Below are some records; output exactly the lines from the line with "door handle, giving" to the line with "Expected output: one marker per instance of the grass, giving", both ends kept, and nothing more.

Data records

——

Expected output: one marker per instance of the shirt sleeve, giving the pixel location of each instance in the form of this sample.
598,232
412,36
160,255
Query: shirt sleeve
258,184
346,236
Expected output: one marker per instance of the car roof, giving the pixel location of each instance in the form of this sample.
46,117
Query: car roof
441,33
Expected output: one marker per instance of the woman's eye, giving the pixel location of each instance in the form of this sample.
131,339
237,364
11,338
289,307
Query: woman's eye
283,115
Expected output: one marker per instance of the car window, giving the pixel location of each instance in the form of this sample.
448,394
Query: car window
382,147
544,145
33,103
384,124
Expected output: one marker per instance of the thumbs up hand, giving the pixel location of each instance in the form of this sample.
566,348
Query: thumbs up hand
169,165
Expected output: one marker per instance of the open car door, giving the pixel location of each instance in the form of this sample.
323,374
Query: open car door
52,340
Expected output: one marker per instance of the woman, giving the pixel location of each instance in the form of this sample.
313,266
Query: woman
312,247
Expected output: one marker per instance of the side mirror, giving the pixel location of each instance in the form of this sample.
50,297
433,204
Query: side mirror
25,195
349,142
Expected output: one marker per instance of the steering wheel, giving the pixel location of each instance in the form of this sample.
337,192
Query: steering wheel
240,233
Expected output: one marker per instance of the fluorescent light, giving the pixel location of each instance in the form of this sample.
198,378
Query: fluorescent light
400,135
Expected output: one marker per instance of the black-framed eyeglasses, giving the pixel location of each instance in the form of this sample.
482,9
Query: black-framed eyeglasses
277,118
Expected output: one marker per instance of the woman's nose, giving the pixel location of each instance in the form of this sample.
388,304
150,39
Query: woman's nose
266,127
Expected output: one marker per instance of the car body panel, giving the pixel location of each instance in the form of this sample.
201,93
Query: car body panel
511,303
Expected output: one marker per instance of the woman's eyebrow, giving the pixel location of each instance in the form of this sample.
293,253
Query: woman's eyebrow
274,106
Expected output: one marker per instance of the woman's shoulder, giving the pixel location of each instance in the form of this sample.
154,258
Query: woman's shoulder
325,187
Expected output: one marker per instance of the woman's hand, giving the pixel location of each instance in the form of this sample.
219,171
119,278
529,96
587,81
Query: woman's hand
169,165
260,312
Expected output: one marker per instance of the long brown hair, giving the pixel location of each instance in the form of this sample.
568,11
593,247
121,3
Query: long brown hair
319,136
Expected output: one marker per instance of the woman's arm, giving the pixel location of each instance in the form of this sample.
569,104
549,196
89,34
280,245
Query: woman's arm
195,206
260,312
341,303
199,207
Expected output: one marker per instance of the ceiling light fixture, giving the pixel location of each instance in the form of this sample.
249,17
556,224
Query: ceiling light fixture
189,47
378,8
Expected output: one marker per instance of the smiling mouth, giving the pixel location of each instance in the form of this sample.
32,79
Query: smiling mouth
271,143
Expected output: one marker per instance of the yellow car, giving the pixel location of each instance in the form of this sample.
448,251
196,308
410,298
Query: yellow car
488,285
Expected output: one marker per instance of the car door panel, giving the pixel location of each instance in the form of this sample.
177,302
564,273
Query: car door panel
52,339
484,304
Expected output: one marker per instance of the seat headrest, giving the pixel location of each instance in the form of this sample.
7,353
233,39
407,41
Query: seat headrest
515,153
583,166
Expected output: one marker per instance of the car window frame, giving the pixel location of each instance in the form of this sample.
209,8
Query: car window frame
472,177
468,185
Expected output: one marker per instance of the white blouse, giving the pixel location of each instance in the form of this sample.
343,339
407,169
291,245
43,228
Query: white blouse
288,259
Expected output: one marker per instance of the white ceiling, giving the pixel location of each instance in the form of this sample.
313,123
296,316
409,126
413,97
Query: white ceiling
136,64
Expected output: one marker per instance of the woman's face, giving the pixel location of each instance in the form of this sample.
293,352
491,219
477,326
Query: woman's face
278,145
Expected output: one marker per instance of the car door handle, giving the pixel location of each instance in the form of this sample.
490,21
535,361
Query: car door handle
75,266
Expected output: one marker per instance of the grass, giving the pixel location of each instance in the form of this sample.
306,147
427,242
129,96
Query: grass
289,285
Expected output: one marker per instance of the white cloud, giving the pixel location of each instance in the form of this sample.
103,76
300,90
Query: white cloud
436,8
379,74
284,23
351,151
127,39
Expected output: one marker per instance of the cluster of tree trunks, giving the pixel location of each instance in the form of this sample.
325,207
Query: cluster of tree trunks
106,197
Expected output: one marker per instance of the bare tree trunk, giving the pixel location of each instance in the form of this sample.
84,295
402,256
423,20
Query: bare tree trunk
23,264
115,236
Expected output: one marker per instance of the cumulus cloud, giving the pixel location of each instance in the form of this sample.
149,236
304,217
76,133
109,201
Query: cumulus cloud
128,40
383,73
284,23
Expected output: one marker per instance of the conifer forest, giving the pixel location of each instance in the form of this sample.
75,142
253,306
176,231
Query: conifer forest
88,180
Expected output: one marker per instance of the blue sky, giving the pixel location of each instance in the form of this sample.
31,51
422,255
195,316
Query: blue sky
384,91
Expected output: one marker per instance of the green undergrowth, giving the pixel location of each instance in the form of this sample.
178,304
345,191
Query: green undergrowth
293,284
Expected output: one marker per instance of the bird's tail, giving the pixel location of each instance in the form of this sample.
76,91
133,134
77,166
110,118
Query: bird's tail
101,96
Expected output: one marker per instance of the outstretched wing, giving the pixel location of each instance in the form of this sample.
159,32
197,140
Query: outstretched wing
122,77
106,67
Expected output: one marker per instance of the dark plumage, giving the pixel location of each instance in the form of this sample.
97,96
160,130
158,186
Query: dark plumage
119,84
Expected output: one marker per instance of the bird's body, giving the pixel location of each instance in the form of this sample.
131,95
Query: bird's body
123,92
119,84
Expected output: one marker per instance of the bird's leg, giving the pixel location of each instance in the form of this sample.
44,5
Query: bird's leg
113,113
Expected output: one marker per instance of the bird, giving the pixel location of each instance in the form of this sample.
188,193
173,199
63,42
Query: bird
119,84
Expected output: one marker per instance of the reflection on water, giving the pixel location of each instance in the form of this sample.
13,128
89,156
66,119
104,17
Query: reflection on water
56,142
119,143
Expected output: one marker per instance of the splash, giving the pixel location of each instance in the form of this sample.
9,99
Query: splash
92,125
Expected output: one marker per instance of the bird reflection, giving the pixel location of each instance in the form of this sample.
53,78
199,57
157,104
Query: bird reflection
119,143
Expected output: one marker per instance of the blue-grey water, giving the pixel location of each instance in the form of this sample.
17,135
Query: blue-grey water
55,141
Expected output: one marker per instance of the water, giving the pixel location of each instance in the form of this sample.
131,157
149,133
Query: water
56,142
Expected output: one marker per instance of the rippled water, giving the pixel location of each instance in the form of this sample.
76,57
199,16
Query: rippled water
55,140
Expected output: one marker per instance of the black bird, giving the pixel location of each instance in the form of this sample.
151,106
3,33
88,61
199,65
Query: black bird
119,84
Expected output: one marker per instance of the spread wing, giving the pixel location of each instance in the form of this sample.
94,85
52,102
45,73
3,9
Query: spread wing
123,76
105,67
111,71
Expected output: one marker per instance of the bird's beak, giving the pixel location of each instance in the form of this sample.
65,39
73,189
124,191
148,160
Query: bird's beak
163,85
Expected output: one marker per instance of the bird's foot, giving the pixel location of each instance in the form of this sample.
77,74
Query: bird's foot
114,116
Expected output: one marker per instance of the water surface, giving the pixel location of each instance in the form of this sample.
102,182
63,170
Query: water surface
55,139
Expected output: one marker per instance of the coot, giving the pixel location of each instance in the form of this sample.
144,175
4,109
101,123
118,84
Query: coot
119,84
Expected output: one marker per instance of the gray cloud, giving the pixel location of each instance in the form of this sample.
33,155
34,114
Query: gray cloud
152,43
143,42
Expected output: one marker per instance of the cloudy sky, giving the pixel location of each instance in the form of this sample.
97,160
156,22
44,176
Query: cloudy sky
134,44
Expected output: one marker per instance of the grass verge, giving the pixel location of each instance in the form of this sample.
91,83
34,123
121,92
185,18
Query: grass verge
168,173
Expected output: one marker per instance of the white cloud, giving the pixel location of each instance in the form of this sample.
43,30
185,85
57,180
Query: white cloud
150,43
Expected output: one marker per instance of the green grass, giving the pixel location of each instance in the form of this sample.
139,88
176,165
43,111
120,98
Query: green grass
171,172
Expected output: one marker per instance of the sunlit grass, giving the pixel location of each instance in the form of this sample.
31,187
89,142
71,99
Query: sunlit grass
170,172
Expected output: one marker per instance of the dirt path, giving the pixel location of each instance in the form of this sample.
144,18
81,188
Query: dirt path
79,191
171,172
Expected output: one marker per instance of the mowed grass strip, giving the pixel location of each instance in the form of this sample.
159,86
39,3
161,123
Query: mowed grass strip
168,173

——

*FINAL ANSWER*:
Expected output: one marker per instance of the car door handle, giving the pixel location of each instance in the form of this sample.
490,21
535,361
Query: car door handle
75,266
Expected output: one marker per instance of the grass, giving the pixel location of each instance in the form of this sample.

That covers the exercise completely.